> **Work to complete**:
Pick out and copy each line of the data below that contains the string "multi". Case matters.

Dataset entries
□ □ □ □

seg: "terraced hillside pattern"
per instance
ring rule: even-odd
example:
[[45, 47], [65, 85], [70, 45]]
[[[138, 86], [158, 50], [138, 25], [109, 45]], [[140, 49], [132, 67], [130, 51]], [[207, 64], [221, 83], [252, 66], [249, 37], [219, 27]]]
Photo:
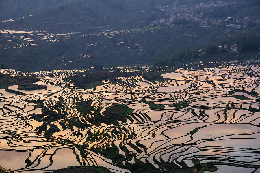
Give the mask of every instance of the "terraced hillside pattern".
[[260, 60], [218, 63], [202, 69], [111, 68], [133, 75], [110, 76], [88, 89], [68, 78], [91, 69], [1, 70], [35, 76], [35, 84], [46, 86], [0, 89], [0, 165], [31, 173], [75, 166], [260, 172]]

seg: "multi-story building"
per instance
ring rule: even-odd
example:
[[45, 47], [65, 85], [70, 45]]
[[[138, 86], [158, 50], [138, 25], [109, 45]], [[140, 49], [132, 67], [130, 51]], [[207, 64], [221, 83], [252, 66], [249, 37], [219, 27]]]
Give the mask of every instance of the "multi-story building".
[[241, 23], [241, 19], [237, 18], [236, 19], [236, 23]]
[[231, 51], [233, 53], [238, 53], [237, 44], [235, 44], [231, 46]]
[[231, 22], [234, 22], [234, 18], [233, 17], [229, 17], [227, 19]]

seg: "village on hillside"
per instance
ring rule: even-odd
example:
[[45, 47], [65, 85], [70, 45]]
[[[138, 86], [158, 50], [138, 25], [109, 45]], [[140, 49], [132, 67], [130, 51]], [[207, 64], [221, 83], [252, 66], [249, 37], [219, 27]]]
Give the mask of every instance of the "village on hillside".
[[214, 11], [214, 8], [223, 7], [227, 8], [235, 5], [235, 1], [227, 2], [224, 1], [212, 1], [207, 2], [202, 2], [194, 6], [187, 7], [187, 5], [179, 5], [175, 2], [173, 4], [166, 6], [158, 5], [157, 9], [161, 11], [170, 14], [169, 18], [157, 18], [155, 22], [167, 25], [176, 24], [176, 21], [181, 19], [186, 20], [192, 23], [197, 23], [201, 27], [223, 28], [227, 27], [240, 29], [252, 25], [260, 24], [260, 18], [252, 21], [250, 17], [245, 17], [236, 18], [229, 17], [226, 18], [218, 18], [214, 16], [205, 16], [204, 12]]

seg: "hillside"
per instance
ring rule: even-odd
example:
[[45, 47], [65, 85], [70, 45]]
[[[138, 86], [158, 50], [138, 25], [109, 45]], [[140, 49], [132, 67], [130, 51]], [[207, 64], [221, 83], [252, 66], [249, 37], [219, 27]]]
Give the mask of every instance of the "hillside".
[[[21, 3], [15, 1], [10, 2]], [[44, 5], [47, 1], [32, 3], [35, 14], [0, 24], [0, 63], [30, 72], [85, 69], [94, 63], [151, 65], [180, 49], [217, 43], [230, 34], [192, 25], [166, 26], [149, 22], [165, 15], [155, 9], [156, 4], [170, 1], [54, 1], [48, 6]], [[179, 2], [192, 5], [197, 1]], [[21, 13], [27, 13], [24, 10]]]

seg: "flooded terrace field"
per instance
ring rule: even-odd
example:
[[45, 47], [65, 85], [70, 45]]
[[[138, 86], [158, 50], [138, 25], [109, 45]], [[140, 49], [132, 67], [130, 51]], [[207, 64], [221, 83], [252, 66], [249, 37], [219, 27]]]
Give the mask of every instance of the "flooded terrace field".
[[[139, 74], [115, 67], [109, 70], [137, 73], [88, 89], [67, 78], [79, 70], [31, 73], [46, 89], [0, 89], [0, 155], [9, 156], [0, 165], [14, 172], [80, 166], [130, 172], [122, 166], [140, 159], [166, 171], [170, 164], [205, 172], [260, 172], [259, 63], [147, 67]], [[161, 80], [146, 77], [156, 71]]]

□ □ □ □

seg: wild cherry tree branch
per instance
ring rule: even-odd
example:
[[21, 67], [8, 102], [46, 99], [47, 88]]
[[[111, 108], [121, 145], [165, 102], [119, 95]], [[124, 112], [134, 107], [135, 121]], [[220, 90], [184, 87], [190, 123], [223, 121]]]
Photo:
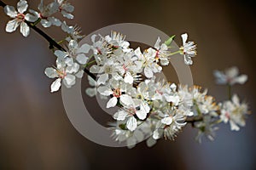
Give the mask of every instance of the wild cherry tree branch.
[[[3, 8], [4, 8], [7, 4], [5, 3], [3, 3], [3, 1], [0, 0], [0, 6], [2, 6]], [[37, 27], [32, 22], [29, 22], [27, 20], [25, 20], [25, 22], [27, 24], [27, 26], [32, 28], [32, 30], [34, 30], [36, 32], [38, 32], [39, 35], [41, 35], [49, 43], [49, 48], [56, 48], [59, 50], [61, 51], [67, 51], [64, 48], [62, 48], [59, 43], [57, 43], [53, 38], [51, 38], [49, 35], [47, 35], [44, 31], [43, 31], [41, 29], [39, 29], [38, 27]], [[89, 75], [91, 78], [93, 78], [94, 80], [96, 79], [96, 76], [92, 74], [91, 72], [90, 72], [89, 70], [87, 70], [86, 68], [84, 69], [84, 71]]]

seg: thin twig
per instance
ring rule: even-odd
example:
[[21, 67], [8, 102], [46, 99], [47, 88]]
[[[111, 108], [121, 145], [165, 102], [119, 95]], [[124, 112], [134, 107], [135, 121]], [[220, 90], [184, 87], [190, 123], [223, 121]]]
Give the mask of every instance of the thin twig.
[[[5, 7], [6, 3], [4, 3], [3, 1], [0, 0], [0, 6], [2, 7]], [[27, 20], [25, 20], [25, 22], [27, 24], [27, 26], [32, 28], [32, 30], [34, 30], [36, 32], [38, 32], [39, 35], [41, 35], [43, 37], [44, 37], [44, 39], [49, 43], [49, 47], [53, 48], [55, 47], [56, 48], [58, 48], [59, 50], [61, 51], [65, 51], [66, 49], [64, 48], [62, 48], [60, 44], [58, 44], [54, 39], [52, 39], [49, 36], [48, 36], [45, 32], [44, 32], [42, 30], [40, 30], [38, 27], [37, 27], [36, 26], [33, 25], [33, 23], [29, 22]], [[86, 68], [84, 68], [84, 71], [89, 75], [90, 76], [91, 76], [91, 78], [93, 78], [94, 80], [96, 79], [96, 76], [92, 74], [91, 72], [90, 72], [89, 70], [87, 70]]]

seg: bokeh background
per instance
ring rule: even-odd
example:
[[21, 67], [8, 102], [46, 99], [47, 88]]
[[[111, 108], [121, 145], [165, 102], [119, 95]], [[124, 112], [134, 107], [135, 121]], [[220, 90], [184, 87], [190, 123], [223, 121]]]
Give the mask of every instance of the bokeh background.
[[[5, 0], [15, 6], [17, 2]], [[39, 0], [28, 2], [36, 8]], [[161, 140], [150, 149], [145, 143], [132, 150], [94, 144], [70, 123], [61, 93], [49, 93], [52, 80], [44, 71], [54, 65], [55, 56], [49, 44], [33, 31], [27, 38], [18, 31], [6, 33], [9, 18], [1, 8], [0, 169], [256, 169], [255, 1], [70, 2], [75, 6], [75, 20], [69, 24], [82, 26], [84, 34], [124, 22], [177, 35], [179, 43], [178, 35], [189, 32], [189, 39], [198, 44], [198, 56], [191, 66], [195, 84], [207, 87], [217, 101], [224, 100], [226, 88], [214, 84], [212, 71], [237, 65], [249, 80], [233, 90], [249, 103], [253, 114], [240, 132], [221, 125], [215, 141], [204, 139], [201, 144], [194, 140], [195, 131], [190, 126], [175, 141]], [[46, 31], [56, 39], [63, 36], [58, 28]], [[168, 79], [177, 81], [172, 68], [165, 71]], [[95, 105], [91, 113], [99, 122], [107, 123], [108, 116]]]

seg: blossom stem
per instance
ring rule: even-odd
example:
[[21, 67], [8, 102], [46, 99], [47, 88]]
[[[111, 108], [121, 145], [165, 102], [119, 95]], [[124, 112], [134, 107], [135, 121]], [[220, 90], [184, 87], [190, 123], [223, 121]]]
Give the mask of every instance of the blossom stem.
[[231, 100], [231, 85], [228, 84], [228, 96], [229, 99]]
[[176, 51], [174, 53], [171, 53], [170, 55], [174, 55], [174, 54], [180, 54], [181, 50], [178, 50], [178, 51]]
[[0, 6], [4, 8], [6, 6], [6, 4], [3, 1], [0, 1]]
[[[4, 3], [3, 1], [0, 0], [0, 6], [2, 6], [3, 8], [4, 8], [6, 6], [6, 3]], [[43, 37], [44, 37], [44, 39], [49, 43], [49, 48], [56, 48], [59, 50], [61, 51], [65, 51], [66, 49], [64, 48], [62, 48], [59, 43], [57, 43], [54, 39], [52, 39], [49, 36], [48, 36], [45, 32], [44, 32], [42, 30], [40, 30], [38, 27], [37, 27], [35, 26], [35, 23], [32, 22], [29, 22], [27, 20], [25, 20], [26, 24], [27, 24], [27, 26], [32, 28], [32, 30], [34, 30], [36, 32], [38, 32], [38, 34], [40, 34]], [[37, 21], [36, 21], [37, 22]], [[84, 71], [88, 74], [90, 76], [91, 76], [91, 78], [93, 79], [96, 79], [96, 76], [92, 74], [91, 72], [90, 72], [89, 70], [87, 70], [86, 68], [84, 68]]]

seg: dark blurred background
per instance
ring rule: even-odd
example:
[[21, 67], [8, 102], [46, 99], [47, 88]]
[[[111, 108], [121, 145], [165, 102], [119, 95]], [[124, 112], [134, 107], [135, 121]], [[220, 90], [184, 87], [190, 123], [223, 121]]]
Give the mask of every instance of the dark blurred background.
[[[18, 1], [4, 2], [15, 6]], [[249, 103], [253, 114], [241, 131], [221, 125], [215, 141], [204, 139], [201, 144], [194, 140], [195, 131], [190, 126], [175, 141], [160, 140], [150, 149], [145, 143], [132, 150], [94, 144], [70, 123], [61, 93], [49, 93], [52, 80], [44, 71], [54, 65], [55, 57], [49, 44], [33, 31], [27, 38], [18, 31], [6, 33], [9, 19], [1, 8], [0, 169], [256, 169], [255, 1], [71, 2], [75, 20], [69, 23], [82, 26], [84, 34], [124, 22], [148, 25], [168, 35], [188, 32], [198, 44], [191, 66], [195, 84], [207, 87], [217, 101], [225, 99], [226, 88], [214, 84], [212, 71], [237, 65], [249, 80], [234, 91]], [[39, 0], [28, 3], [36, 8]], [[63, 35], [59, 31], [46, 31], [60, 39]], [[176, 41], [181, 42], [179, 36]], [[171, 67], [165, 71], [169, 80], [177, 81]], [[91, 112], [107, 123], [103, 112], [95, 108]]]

□ □ □ □

> **Written solution**:
seg: "multi-story building"
Give the mask of every instance of the "multi-story building".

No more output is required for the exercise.